Excerpted text

* * *

Roll Call article baselessly suggested CREW “attack[s]” motivated by donor interests

In a January 29 Roll Call article about Citizens for Responsibility and Ethics in Washington (CREW), Paul Singer suggested that the organization's watchdog activities are motivated by the political objectives of its donors. But two of the donations Singer highlighted came well after CREW's initial actions, and Singer offered no evidence that CREW's actions were motivated by the interests of its donors.

In a January 29 Roll Call article about Citizens for Responsibility and Ethics in Washington (CREW), which, according to its website, is a “non-profit legal watchdog group dedicated to holding public officials accountable for their actions,” reporter Paul Singer suggested that the organization's watchdog activities are motivated by the political objectives of its donors. Singer wrote:

The ethics watchdog group Citizens for Responsibility and Ethics in Washington has made its mark by issuing dozens of complaints since 2003 alleging that Members of Congress have taken official actions that benefit their families, friends or financial benefactors.

But a review of entities against which CREW has filed complaints and information about its donors suggests that the organization may be guilty of the same practice -- attacking groups and individuals who are the foes of CREW's donors.

The organization refuses to reveal information about its donors, and Deputy Director Naomi Seligman told Roll Call that “donors play no role in CREW's decisions as to the groups or politicians we target.”

* * *

Recorded information
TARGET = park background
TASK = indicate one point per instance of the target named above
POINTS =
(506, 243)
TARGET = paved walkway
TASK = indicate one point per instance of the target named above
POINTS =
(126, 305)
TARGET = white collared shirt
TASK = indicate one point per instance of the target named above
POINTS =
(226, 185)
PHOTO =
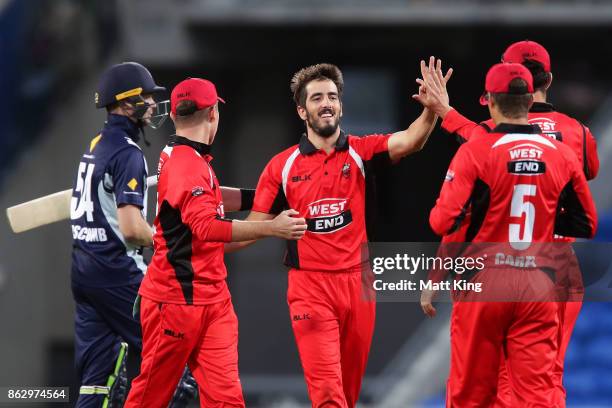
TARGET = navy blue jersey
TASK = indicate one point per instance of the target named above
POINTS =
(112, 172)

* * *

Task list
[a] Repeat the stretch of the CREW article from "Roll Call article baselessly" through "interests of its donors.", word for word.
[b] In the CREW article, who told Roll Call that donors play no role in the groups or politicians CREW targets?
[c] Extend the article about Roll Call's reporting on CREW, picking up after its final sentence.
The records play no part in what comes next.

Answers for the tasks
[a]
Roll Call article baselessly suggested CREW “attack[s]” motivated by donor interests

In a January 29 Roll Call article about Citizens for Responsibility and Ethics in Washington (CREW), Paul Singer suggested that the organization's watchdog activities are motivated by the political objectives of its donors. But two of the donations Singer highlighted came well after CREW's initial actions, and Singer offered no evidence that CREW's actions were motivated by the interests of its donors.

[b] Naomi Seligman, CREW's deputy director.

[c]
Several news stories -- in this newspaper as well as in The Washington Post, The Wall Street Journal and others


have pointed out that much of CREW's funding comes from liberal groups and big donors to Democratic candidates and causes. And all but a handful of its complaints against Members of Congress have targeted Republicans.

But in some cases, there appear to be deeper links between the agenda of the donor and CREW's attacks.

But two of the donations Singer highlighted in his article came well after CREW's initial actions, and Singer offered no evidence that CREW's actions were motivated by the interests of its donors.

As a purported example, Singer reported:

In February 2006, CREW asked the Senate Finance Committee to investigate the Center for Union Facts, an anti-union group, and its sister organization, the Center for Consumer Freedom, which CREW claimed are “front organizations for for-profit industry entities.” The complaint noted that the Center for Union Facts Web site had “negative information about unions,” including the Service Employees International Union. Later that year, CREW launched a Freedom of Information Act request, followed by a lawsuit, to get the Department of Labor to hand over documents regarding the department's contacts with the founder of the two centers.

On Sept. 1, 2006, CREW received $75,000 from the SEIU, according to documents that the union filed with the Department of Labor.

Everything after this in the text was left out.